## [Work to do]
Output the stretch from the line containing "pond visible in this image. Could you help?" through the line containing "[223,417,262,468]" as a numbered list, leaving out blank lines.

[Entries from a labeling collection]
↓↓↓

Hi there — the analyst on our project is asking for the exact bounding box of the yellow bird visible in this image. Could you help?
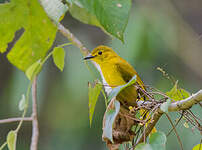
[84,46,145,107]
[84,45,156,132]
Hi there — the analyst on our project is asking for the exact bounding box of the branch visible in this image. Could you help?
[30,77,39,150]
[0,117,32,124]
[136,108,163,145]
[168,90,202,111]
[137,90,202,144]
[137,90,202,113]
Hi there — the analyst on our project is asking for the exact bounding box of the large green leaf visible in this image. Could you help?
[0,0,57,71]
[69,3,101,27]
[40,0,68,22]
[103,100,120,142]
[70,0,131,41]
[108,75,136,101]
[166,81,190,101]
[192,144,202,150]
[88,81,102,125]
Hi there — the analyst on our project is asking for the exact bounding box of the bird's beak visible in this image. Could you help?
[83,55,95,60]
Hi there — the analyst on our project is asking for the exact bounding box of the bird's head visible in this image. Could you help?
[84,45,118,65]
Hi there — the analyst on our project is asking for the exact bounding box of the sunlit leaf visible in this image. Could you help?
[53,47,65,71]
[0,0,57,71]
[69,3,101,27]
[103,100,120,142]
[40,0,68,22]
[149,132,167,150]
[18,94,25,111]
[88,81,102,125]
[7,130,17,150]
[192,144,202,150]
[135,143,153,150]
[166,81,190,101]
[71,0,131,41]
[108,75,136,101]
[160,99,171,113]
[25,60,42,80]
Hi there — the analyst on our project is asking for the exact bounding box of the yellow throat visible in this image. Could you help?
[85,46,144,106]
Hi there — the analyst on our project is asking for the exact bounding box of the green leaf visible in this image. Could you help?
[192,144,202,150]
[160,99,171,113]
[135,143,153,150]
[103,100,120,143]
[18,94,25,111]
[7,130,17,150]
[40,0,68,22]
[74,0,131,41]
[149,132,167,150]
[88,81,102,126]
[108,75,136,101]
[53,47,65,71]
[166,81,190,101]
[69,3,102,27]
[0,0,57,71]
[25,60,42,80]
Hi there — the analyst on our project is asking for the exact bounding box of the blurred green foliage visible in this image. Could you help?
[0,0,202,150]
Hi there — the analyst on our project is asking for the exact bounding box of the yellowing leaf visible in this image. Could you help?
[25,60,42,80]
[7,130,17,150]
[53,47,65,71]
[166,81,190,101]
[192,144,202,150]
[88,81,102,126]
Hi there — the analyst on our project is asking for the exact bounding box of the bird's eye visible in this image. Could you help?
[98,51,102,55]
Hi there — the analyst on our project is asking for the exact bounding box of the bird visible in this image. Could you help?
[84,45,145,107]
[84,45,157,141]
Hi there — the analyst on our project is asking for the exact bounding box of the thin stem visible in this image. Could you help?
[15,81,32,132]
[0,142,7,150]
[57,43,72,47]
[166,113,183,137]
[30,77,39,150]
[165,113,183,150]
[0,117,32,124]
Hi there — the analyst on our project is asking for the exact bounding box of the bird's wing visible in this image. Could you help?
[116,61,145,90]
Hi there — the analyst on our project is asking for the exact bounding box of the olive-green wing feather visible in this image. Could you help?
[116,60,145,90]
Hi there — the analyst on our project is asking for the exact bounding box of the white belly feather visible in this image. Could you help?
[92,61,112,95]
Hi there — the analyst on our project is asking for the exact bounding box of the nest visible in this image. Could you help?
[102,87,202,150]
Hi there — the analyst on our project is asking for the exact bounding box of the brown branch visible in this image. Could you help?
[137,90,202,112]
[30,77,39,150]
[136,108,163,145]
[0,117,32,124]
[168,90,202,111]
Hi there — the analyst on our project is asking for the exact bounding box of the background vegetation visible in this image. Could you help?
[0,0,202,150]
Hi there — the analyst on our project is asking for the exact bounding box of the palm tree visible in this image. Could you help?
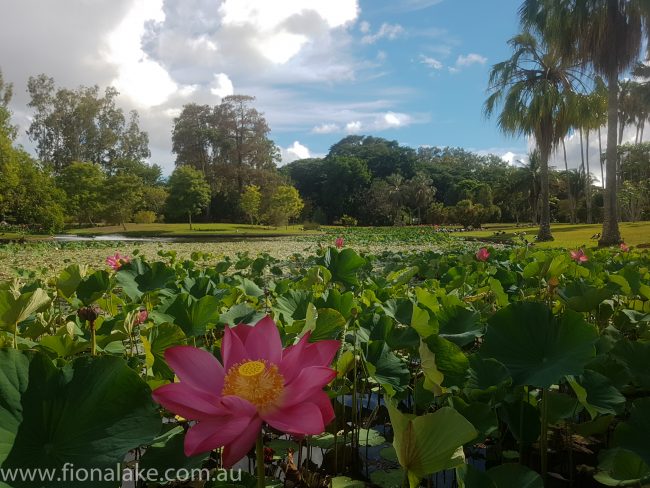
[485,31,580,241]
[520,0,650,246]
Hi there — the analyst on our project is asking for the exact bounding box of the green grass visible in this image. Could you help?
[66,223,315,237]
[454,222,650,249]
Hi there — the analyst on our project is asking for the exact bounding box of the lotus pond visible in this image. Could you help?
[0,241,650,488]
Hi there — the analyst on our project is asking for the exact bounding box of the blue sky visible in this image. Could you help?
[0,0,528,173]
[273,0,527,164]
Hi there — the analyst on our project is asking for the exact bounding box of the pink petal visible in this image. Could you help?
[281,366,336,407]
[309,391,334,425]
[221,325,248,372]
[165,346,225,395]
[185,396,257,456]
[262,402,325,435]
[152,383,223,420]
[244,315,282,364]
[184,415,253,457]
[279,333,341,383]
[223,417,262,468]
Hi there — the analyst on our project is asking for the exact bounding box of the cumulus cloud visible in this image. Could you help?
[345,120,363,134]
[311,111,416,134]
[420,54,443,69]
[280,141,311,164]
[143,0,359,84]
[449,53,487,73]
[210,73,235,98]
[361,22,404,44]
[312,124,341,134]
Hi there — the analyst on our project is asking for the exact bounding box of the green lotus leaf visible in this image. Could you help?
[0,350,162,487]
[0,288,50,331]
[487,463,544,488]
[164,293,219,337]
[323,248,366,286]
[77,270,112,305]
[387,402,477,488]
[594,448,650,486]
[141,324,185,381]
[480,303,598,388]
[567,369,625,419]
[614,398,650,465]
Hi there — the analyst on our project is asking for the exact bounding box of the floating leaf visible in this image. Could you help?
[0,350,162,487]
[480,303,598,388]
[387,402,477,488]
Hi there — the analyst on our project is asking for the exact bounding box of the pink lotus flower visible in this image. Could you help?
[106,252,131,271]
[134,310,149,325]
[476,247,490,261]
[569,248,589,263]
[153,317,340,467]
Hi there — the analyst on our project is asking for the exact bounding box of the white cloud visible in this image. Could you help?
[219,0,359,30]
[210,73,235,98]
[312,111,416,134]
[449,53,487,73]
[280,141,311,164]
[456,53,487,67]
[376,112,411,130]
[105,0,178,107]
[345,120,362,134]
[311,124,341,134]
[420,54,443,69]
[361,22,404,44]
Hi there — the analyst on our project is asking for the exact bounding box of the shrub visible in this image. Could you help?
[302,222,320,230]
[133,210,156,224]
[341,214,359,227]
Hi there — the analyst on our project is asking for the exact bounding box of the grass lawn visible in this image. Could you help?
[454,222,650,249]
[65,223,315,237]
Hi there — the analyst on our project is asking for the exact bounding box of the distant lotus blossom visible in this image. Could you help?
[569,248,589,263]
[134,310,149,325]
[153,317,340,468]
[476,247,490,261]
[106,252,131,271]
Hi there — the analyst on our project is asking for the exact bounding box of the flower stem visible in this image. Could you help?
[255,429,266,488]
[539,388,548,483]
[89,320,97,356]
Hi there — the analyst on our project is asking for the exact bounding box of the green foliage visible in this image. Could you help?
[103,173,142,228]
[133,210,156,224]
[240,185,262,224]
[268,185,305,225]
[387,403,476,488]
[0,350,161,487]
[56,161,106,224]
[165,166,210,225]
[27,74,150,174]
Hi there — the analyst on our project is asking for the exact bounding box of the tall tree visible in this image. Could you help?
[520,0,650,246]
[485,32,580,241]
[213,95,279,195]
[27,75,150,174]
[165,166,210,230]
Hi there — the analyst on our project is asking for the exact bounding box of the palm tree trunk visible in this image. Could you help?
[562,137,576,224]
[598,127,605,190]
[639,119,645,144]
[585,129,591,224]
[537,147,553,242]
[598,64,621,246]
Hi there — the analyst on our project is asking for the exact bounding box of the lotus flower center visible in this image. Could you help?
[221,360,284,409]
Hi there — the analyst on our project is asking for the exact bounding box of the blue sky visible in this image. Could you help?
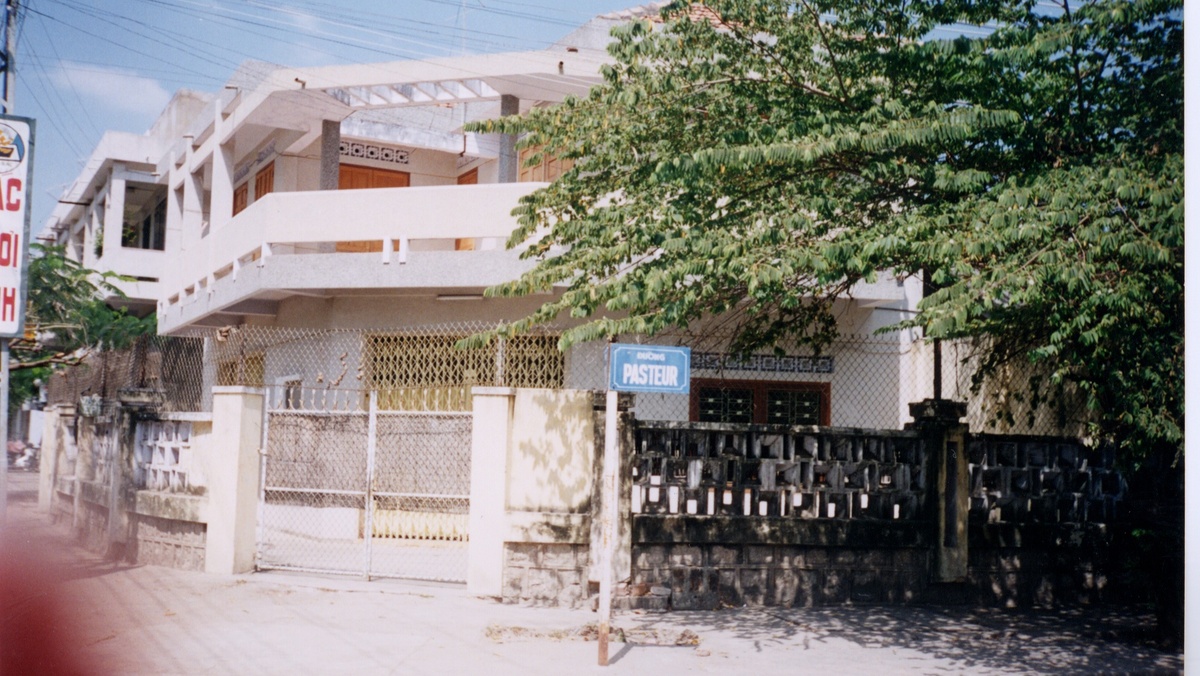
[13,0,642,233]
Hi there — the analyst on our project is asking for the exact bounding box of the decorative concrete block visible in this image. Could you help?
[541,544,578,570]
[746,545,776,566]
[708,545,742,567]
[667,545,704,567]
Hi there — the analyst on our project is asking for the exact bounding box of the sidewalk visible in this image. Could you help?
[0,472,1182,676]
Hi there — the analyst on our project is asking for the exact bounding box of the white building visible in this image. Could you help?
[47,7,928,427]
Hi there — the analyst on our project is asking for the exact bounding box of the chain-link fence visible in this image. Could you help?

↑↑↑

## [Exercise result]
1. Hi there — the analyst on our project is asking for the exact bounding box of the lotus pond visible in this image. Could you help?
2. [0,241,650,488]
3. Hi there — the analyst on our project is asking for the exact bounding box of the blue sky visible in this image. Could you help?
4. [0,0,528,173]
5. [273,0,527,164]
6. Hi there — the analyst on our project is asking for the exact bounding box of the pink petal visible in this image. Could you help?
7. [281,366,336,407]
8. [309,391,334,425]
9. [221,325,248,372]
10. [165,346,225,395]
11. [185,396,257,456]
12. [262,402,325,435]
13. [152,383,223,420]
14. [244,315,282,364]
15. [184,415,253,457]
16. [279,333,341,383]
17. [223,417,262,468]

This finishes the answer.